▶ _Extracted text_:
-----

Recently, the outcome of the 2023 presidential election in Nigeria has sparked heated debates among Nigerians and foreigners. Many Nigerians have taken to social media, particularly Twitter, to express their frustrations towards the Independent National Electoral Commission (INEC) for the results. Understanding the sentiment about INEC on social media is very important. Hence, the aim of the project is to build an automated data pipeline that will collect tweets that mention INEC and analyze the content of the tweet daily.
The analysis can help inform the Government about the perception of her citizen towards INEC, and seek ways to salvage the situation. In order to conduct a quality analysis, I used the SNSCRAPE tool to scrape older tweets, since the free version of the twitter API can't produce this.
Tweets containing "INEC" or "inec" were scraped from Twitter, and the data was then loaded into a pandas dataframe. To optimize storage and query performance, the data was stored as a Parquet file on Google Cloud Storage. Parquet, known for its columnar storage format and efficient compression algorithms, was chosen to minimize storage costs and maximize query speed.
Apache Spark (on Google DataProc) was used to load and perform minor transformations such as removal of URLs, hashtags, and emojis. Once the transformations were completed, the data was moved into a Google BigQuery table. DBT was used for heavy transformation and analysis, and the transformed data was written back to BigQuery.
Google LookerStudio was used for analysis and visualization. The steps from ingesting the data up to DBT were orchestrated by Prefect at 12 am daily and ran on Google Cloud Platform. The data refresh rate on Looker Studio was 12 hours.
Given that the project aimed to get the perception of twitter users about INEC and also see how the perception grows over time. My final visualization was composed of the information below,
- date that the tweet was made
- tweet content
- username of user that made the tweet
- verified status of the user that made the tweet
- number of the retweets on a tweet
- number of likes on a tweet
- influencer status of the user. This is gotten by dividing the number of users the tweet author is following by those that are following the author. Values less than one means that the user is an influencer.

-----

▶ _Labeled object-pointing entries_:
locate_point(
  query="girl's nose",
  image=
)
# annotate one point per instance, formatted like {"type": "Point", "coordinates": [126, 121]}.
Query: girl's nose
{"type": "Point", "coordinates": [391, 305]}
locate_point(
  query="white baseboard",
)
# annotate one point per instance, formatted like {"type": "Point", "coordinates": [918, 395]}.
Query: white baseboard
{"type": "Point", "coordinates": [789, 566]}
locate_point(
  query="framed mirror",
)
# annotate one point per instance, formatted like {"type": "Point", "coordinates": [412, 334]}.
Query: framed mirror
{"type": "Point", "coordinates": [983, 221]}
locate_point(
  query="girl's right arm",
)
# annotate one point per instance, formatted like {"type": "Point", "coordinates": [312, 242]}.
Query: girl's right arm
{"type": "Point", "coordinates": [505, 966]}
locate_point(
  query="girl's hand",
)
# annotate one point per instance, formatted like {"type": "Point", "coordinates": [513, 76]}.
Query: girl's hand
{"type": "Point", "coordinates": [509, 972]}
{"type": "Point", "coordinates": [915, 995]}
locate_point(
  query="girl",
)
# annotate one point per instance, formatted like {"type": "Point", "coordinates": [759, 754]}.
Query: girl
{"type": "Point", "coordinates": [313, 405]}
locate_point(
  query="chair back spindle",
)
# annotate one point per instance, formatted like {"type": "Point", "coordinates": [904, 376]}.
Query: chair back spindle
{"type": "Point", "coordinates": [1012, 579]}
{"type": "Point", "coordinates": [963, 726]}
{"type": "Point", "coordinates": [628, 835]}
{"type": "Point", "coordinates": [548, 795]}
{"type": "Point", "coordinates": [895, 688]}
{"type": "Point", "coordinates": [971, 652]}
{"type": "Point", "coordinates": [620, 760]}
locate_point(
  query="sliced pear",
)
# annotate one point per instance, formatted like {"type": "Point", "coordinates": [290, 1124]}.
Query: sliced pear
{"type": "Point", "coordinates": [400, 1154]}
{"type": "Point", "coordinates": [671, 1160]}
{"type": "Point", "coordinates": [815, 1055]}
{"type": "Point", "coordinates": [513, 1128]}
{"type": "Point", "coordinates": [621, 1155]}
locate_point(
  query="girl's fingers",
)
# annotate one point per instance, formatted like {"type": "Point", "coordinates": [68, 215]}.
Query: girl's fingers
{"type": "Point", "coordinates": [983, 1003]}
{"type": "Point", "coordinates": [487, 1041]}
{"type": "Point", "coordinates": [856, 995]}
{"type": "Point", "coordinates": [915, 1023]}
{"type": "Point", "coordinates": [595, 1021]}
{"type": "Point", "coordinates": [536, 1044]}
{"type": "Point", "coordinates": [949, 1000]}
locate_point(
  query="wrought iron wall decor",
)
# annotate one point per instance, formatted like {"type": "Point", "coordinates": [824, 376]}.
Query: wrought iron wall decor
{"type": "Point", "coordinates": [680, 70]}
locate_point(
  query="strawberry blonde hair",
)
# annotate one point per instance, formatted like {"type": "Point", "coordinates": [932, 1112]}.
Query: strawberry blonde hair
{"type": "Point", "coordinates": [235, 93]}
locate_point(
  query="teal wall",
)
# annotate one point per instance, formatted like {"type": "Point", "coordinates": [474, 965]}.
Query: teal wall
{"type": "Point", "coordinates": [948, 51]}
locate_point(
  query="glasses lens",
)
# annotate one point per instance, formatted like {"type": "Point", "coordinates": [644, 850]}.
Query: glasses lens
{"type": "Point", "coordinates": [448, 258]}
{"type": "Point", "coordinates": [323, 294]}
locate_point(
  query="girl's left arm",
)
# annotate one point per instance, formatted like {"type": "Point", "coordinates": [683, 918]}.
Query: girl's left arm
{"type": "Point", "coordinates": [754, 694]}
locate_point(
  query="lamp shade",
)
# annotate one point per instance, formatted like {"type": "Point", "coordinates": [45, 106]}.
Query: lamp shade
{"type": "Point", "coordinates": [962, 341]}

-----

▶ _Objectives_:
1. Check each statement against the project description and mark it yes or no, quoting the deciding words of the text: (a) The scraped data was stored as a CSV file on Google Cloud Storage. (b) Prefect orchestrated the steps from ingesting the data up to DBT at 12 am daily. (c) The data refresh rate on Looker Studio was 24 hours.
2. Please rewrite part of the project description with "older tweets" changed to "past tweets". Begin at the words "The analysis can" and stop after "can't produce this.".
Answer from the text alone.

▶ _Solutions per task_:
1.
(a) No: "the data was stored as a Parquet file on Google Cloud Storage"
(b) Yes: "The steps from ingesting the data up to DBT were orchestrated by Prefect at 12 am daily"
(c) No: "The data refresh rate on Looker Studio was 12 hours."

2.
The analysis can help inform the Government about the perception of her citizen towards INEC, and seek ways to salvage the situation. In order to conduct a quality analysis, I used the SNSCRAPE tool to scrape past tweets, since the free version of the twitter API can't produce this.